**Your objective:** Please output every entry below exactly as written, leaving out any pictures.

**Records for this task:**

-=-=-=-=-

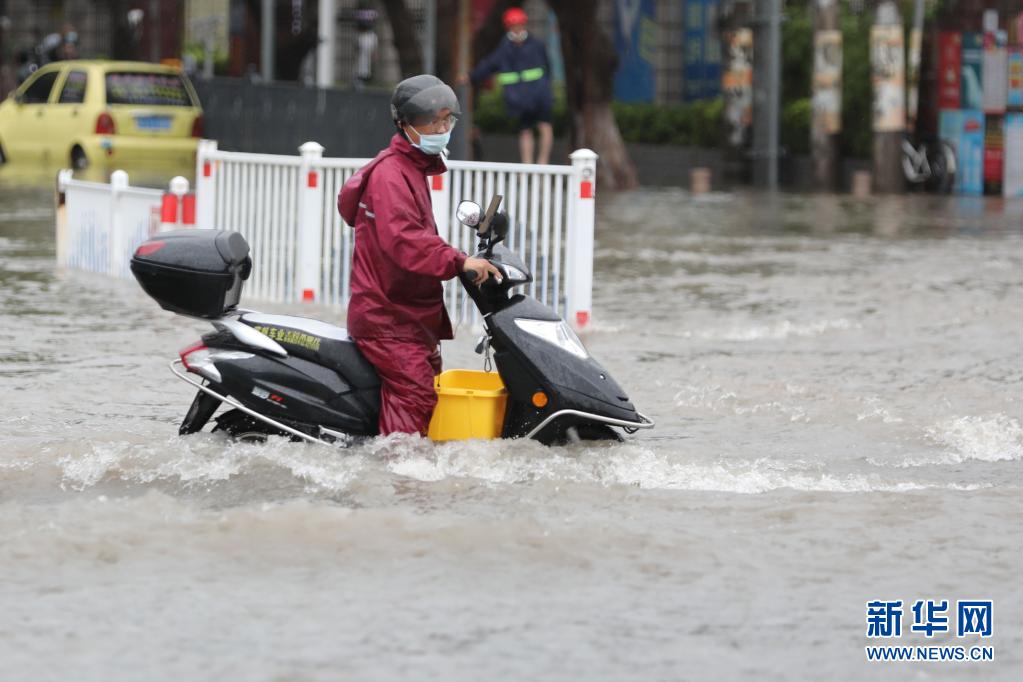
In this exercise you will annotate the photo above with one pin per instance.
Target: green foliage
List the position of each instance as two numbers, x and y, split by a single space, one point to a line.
797 53
796 119
698 124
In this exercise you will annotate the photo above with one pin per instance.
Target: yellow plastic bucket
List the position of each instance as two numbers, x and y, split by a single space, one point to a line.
470 404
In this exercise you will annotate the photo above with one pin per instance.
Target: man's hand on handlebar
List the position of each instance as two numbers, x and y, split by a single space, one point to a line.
481 270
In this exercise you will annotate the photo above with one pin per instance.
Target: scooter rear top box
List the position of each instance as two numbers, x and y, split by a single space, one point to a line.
193 272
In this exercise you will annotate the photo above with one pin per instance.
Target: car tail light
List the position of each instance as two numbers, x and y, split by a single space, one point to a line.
104 125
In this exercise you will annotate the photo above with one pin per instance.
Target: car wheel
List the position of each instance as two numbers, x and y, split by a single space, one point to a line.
79 161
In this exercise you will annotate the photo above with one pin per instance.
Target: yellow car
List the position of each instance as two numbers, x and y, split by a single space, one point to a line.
90 111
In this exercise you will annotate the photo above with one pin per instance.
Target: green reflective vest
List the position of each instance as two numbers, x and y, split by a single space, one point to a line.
513 77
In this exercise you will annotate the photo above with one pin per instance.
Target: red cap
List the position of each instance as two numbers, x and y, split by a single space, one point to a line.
514 16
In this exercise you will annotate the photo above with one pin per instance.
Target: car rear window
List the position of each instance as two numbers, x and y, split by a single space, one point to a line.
151 89
74 90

-=-=-=-=-

**Answer below:**
In this exercise you will annotate the photo above with one pin per instance.
Target: green foliage
List the position of each instance as two numbers, x and y, split by a single space, one point to a line.
797 53
796 119
698 124
In this exercise you will annotate the photo above with one pin per instance.
Target: yellow plastic bucket
List the position of each instance as two numbers, x and y, split by a single space, one point to a line.
470 404
In this exercise you will annotate the photo above with one pin per instance.
Target: man's hand on handlebar
List the position of each instance as two numbers, x and y, split by a single space, one point to a line.
481 270
In this exercise you will annotate the photo above with one pin per instance.
Target: scooter rear top box
List the position of each instance as two numbers, x and y, split by a single space, one point to a line.
193 272
In this exercise you will annotate the photo above with one pin per instance.
Target: car tail light
List the position of each instance as two numbers, x and y, split by a single space, one point to a line.
104 125
In this exercise you will annotate the photo above with one pin per instance.
Target: car wheel
List the position of each instance as two numbers, x and y, split by a single space, one point to a line.
79 161
In this exercise you will annotate the photo above with one pin per instance.
Target: yellow car
List the position of each instance as two numbers, x and y, split by a single space, one point to a line.
90 111
In this exercise you will annotate the photo above with one pin per instance.
Target: green reflective vest
List the position of each instance as two numbers, x and y, split by a single space, one point to a line.
513 77
In this exercise you will annotate the photo above with one pin per instance.
Target: red cap
List the position of each instance as two numbers, x and y, split by a single space, one point to a line.
514 16
In this exercise you will annotate the photo above with one pin per instance.
Target: car rear window
List the position of each instance as two numbers, x and y, split by a single space, one point to a line.
151 89
74 90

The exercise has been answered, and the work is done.